> _OBJECTIVE_
Pull out each row below that contains the string "chair", and copy those rows in full.

> _MATERIAL SUPPLIED_
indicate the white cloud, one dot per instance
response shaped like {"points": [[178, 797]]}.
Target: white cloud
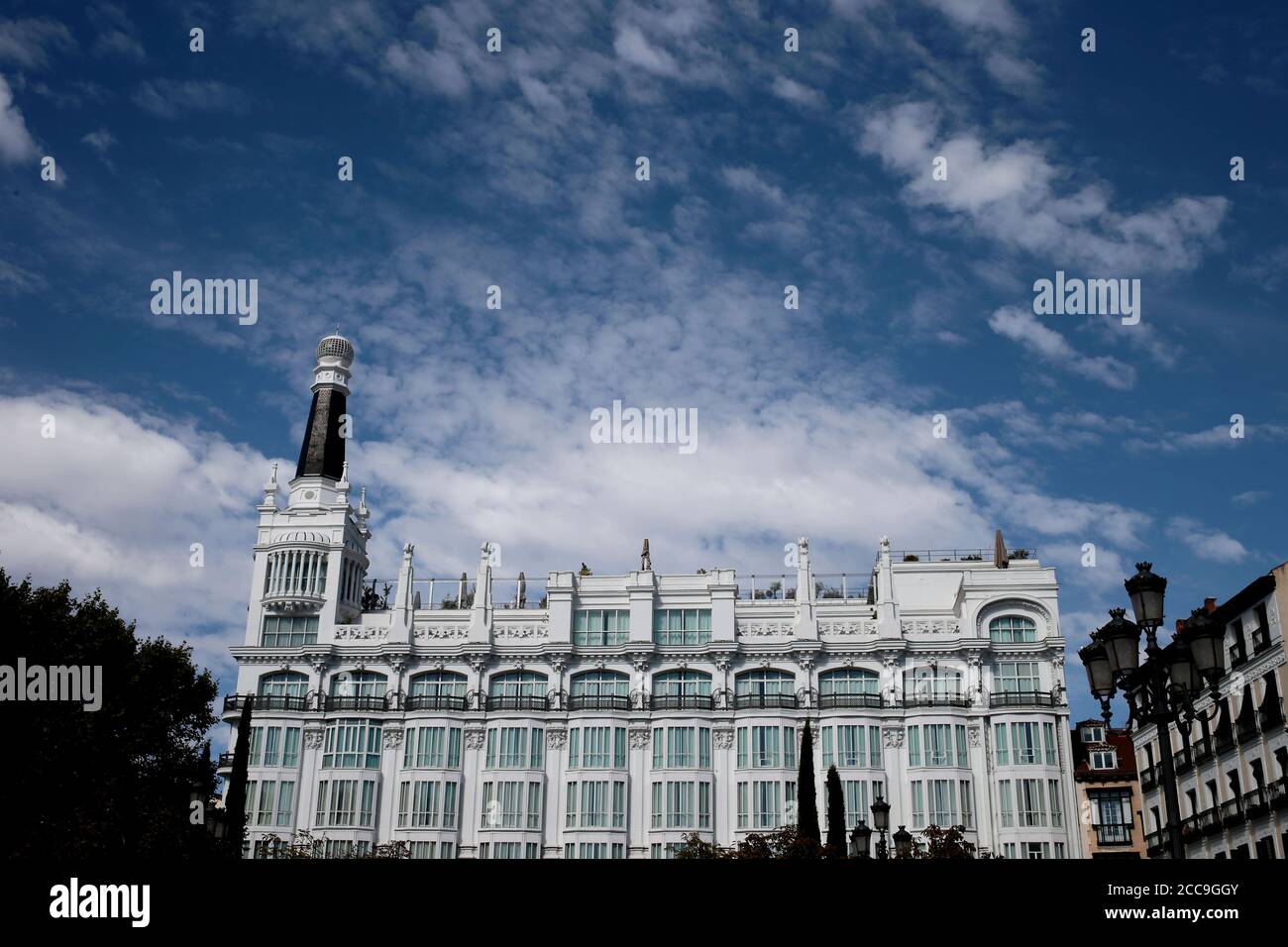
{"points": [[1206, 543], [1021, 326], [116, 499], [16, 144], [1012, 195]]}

* * *

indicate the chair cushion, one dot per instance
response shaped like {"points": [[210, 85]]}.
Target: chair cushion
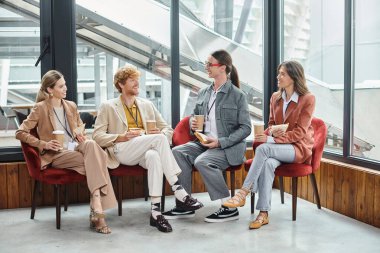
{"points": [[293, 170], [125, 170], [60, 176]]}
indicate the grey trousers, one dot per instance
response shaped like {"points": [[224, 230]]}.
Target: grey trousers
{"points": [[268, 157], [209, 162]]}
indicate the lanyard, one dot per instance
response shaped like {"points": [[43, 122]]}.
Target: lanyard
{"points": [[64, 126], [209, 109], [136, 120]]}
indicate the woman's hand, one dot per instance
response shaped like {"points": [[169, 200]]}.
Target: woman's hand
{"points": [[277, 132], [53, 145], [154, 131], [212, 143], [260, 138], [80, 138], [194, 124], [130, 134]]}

> _COMPLETED EXERCISE_
indicate the chair cushion, one dot per instance
Target: chair cushion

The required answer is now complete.